(Rows from a dataset)
:::

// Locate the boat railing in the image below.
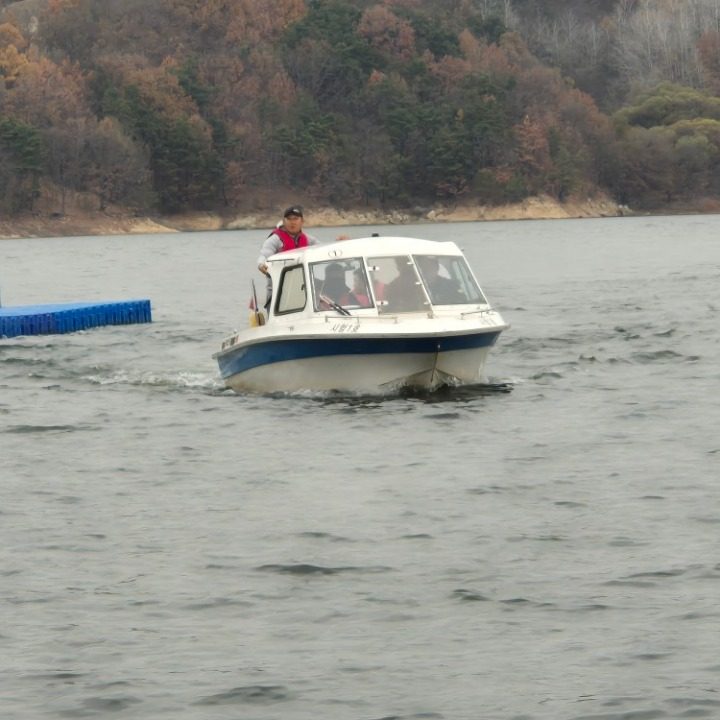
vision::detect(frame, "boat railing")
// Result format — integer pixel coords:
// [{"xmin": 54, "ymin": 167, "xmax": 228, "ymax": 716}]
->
[{"xmin": 460, "ymin": 307, "xmax": 495, "ymax": 317}]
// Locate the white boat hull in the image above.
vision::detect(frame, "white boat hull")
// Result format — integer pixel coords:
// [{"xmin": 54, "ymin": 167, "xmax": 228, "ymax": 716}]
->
[
  {"xmin": 218, "ymin": 331, "xmax": 499, "ymax": 394},
  {"xmin": 214, "ymin": 237, "xmax": 507, "ymax": 394}
]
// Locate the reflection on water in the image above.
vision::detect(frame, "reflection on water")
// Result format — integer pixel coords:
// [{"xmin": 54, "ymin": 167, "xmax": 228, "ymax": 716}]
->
[{"xmin": 0, "ymin": 216, "xmax": 720, "ymax": 720}]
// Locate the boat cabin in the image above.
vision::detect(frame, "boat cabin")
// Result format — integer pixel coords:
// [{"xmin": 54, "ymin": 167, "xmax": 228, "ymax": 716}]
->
[{"xmin": 268, "ymin": 237, "xmax": 487, "ymax": 316}]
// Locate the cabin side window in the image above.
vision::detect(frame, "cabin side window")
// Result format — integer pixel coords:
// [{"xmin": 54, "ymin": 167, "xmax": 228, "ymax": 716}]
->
[
  {"xmin": 310, "ymin": 258, "xmax": 373, "ymax": 311},
  {"xmin": 414, "ymin": 255, "xmax": 487, "ymax": 305},
  {"xmin": 275, "ymin": 265, "xmax": 307, "ymax": 315},
  {"xmin": 368, "ymin": 255, "xmax": 430, "ymax": 314}
]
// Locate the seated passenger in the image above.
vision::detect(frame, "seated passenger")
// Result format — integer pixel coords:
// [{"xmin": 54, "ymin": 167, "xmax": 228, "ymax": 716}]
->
[
  {"xmin": 339, "ymin": 269, "xmax": 372, "ymax": 307},
  {"xmin": 417, "ymin": 255, "xmax": 467, "ymax": 305},
  {"xmin": 385, "ymin": 257, "xmax": 427, "ymax": 312},
  {"xmin": 320, "ymin": 263, "xmax": 350, "ymax": 305}
]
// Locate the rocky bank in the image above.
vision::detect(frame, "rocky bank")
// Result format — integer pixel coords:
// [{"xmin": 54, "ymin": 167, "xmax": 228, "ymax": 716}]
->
[{"xmin": 0, "ymin": 196, "xmax": 625, "ymax": 239}]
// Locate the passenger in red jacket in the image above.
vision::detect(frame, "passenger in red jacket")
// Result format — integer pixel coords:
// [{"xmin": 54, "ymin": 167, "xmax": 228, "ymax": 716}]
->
[{"xmin": 257, "ymin": 205, "xmax": 318, "ymax": 309}]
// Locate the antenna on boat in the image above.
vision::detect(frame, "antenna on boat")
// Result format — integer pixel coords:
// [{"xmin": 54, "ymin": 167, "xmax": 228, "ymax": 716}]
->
[{"xmin": 250, "ymin": 280, "xmax": 265, "ymax": 327}]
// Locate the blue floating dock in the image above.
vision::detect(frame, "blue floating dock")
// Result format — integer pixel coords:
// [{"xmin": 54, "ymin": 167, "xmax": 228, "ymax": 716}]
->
[{"xmin": 0, "ymin": 300, "xmax": 152, "ymax": 338}]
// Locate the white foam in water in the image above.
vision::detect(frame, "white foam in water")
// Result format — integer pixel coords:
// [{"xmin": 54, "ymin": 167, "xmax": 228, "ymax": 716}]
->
[{"xmin": 85, "ymin": 370, "xmax": 219, "ymax": 390}]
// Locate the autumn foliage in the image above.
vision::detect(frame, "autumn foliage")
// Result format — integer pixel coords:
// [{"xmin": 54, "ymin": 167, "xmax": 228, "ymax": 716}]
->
[{"xmin": 0, "ymin": 0, "xmax": 720, "ymax": 213}]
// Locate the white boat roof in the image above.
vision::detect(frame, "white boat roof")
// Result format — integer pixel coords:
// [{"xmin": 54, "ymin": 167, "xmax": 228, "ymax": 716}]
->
[{"xmin": 269, "ymin": 237, "xmax": 463, "ymax": 263}]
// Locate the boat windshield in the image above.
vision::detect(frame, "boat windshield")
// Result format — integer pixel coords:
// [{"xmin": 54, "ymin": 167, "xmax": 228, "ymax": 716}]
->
[
  {"xmin": 368, "ymin": 255, "xmax": 430, "ymax": 314},
  {"xmin": 413, "ymin": 255, "xmax": 487, "ymax": 305},
  {"xmin": 310, "ymin": 258, "xmax": 373, "ymax": 311}
]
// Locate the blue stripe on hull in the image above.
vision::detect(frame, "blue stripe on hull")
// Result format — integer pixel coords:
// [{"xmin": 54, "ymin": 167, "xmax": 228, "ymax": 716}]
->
[{"xmin": 217, "ymin": 331, "xmax": 500, "ymax": 378}]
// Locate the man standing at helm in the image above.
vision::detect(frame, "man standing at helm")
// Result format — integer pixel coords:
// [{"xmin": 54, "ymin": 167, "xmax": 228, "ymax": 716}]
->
[{"xmin": 258, "ymin": 205, "xmax": 318, "ymax": 308}]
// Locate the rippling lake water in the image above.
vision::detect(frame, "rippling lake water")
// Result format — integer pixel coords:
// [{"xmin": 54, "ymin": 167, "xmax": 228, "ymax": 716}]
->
[{"xmin": 0, "ymin": 216, "xmax": 720, "ymax": 720}]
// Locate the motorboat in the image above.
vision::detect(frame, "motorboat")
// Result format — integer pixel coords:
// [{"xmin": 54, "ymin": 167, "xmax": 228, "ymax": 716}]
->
[{"xmin": 213, "ymin": 236, "xmax": 508, "ymax": 394}]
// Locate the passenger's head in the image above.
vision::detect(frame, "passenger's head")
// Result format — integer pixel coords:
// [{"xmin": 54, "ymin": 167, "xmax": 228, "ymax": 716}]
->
[
  {"xmin": 418, "ymin": 255, "xmax": 440, "ymax": 277},
  {"xmin": 325, "ymin": 263, "xmax": 345, "ymax": 280},
  {"xmin": 353, "ymin": 270, "xmax": 367, "ymax": 291},
  {"xmin": 283, "ymin": 205, "xmax": 305, "ymax": 235}
]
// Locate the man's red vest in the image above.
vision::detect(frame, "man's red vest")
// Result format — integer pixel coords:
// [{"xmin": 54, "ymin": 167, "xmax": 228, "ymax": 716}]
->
[{"xmin": 271, "ymin": 228, "xmax": 307, "ymax": 252}]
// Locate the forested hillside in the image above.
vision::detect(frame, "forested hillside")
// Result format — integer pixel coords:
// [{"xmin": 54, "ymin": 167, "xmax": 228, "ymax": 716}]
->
[{"xmin": 0, "ymin": 0, "xmax": 720, "ymax": 216}]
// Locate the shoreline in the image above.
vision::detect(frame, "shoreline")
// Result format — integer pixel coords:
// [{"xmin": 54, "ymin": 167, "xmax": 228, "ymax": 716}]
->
[{"xmin": 0, "ymin": 196, "xmax": 633, "ymax": 240}]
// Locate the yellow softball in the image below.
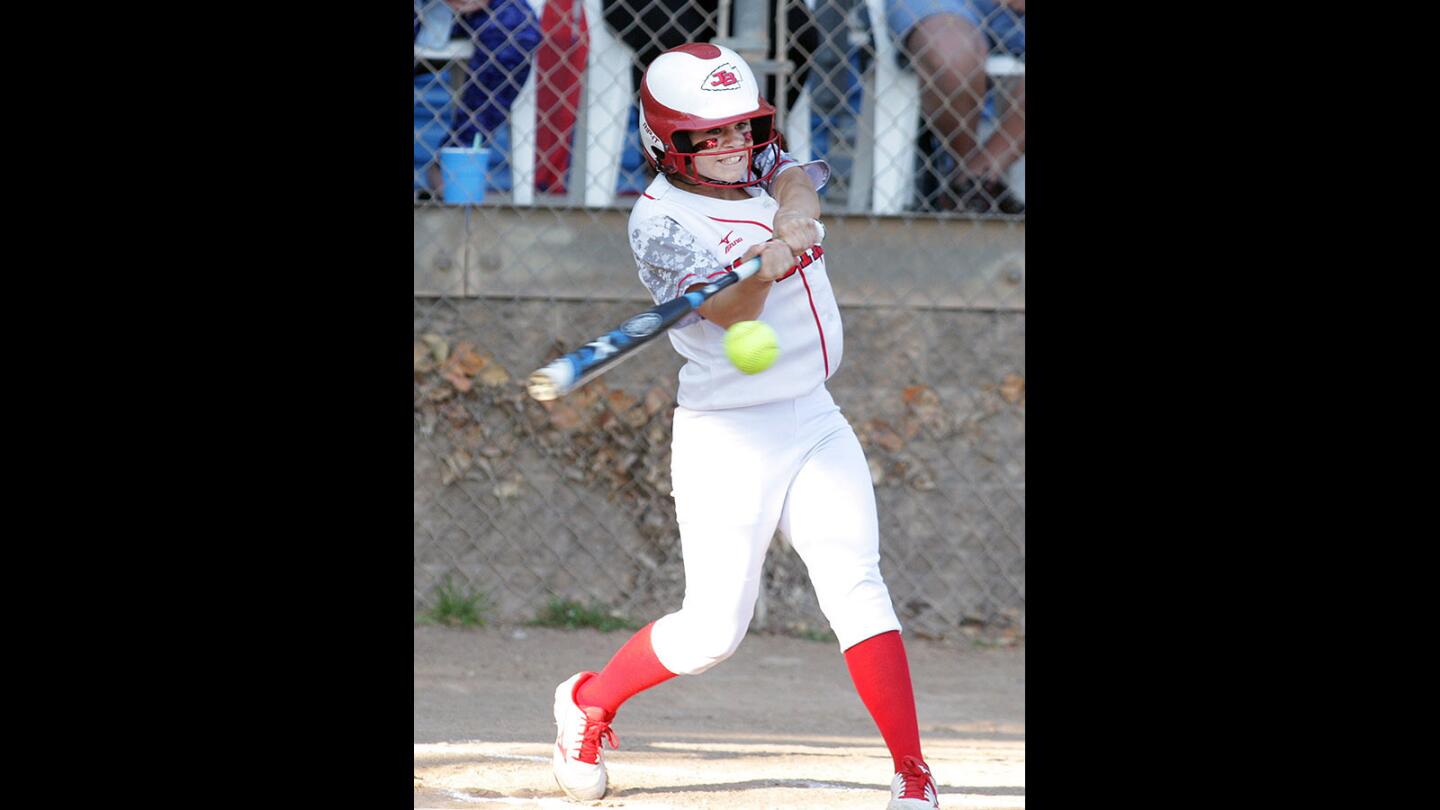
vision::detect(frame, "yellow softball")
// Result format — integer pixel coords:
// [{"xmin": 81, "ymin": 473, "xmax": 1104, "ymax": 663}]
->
[{"xmin": 724, "ymin": 320, "xmax": 780, "ymax": 375}]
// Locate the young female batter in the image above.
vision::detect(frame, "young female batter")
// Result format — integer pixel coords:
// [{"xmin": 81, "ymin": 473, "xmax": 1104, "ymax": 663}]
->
[{"xmin": 553, "ymin": 43, "xmax": 939, "ymax": 810}]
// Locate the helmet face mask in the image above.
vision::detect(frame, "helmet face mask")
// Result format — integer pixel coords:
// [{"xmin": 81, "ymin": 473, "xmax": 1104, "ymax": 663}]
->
[{"xmin": 639, "ymin": 43, "xmax": 783, "ymax": 189}]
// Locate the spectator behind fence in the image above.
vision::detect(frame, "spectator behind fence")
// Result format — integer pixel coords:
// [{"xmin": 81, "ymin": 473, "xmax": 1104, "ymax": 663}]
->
[
  {"xmin": 886, "ymin": 0, "xmax": 1025, "ymax": 213},
  {"xmin": 600, "ymin": 0, "xmax": 824, "ymax": 132},
  {"xmin": 445, "ymin": 0, "xmax": 540, "ymax": 191}
]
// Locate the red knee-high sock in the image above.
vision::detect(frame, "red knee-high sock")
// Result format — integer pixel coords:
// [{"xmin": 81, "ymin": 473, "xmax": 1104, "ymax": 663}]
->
[
  {"xmin": 575, "ymin": 621, "xmax": 675, "ymax": 716},
  {"xmin": 845, "ymin": 630, "xmax": 924, "ymax": 771}
]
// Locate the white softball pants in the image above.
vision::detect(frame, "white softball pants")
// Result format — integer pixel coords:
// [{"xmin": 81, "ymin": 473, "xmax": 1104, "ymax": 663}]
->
[{"xmin": 651, "ymin": 386, "xmax": 900, "ymax": 675}]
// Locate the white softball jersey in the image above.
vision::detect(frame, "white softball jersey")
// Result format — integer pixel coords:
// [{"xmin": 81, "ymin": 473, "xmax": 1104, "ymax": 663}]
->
[
  {"xmin": 629, "ymin": 157, "xmax": 845, "ymax": 411},
  {"xmin": 629, "ymin": 154, "xmax": 900, "ymax": 675}
]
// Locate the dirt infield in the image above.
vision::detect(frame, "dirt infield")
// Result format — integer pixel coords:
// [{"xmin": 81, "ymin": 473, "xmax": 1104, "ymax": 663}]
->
[{"xmin": 415, "ymin": 626, "xmax": 1025, "ymax": 810}]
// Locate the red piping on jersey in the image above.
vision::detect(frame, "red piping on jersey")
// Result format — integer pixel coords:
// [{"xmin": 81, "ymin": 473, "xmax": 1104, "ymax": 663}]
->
[{"xmin": 796, "ymin": 268, "xmax": 829, "ymax": 379}]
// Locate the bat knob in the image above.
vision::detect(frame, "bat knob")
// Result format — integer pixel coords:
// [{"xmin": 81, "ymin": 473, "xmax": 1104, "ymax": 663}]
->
[{"xmin": 526, "ymin": 369, "xmax": 560, "ymax": 402}]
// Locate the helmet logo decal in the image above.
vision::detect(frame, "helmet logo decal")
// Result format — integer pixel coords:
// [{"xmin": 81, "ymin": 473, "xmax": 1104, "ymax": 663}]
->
[
  {"xmin": 639, "ymin": 112, "xmax": 665, "ymax": 154},
  {"xmin": 700, "ymin": 62, "xmax": 740, "ymax": 91}
]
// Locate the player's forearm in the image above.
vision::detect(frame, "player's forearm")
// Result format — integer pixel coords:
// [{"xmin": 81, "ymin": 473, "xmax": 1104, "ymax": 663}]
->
[
  {"xmin": 700, "ymin": 277, "xmax": 775, "ymax": 329},
  {"xmin": 773, "ymin": 166, "xmax": 819, "ymax": 219},
  {"xmin": 772, "ymin": 167, "xmax": 819, "ymax": 257}
]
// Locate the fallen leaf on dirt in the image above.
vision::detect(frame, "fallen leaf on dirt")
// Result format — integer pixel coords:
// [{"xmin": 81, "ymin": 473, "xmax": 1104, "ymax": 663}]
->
[
  {"xmin": 446, "ymin": 340, "xmax": 490, "ymax": 376},
  {"xmin": 442, "ymin": 369, "xmax": 472, "ymax": 393},
  {"xmin": 475, "ymin": 363, "xmax": 510, "ymax": 388},
  {"xmin": 900, "ymin": 385, "xmax": 940, "ymax": 408}
]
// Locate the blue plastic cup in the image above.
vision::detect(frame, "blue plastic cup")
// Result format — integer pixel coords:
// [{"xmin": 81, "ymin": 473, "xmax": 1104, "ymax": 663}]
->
[{"xmin": 441, "ymin": 146, "xmax": 490, "ymax": 205}]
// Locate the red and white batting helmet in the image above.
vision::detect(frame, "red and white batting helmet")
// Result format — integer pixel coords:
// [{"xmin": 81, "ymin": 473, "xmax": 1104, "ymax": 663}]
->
[{"xmin": 639, "ymin": 42, "xmax": 780, "ymax": 189}]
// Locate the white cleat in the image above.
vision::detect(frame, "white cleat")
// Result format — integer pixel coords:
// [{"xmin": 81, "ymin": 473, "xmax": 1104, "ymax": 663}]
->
[
  {"xmin": 550, "ymin": 672, "xmax": 616, "ymax": 801},
  {"xmin": 886, "ymin": 757, "xmax": 940, "ymax": 810}
]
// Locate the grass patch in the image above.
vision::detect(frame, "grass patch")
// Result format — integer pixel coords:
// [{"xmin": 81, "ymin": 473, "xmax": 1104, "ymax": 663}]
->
[
  {"xmin": 420, "ymin": 575, "xmax": 490, "ymax": 627},
  {"xmin": 530, "ymin": 597, "xmax": 639, "ymax": 633}
]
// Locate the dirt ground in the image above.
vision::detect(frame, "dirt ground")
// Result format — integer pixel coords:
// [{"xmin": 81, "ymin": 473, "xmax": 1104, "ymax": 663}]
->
[{"xmin": 415, "ymin": 626, "xmax": 1025, "ymax": 810}]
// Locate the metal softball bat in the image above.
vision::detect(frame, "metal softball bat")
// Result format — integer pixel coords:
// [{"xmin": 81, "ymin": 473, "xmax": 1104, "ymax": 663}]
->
[
  {"xmin": 528, "ymin": 257, "xmax": 760, "ymax": 402},
  {"xmin": 527, "ymin": 221, "xmax": 825, "ymax": 402}
]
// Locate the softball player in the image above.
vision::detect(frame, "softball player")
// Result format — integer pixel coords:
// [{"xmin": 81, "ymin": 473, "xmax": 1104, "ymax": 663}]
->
[{"xmin": 553, "ymin": 43, "xmax": 939, "ymax": 810}]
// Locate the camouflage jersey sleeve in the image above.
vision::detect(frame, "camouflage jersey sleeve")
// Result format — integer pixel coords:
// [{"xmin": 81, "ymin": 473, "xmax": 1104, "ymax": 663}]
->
[{"xmin": 631, "ymin": 216, "xmax": 726, "ymax": 329}]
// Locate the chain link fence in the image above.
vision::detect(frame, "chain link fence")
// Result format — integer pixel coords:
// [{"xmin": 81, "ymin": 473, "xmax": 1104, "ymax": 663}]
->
[{"xmin": 413, "ymin": 0, "xmax": 1025, "ymax": 637}]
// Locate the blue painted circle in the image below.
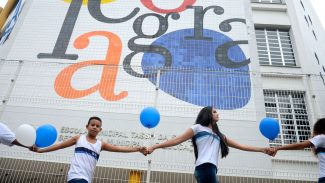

:::

# Written request
Please state how many lines in the rows above contain the word "dirt", giving only the number.

# Task result
6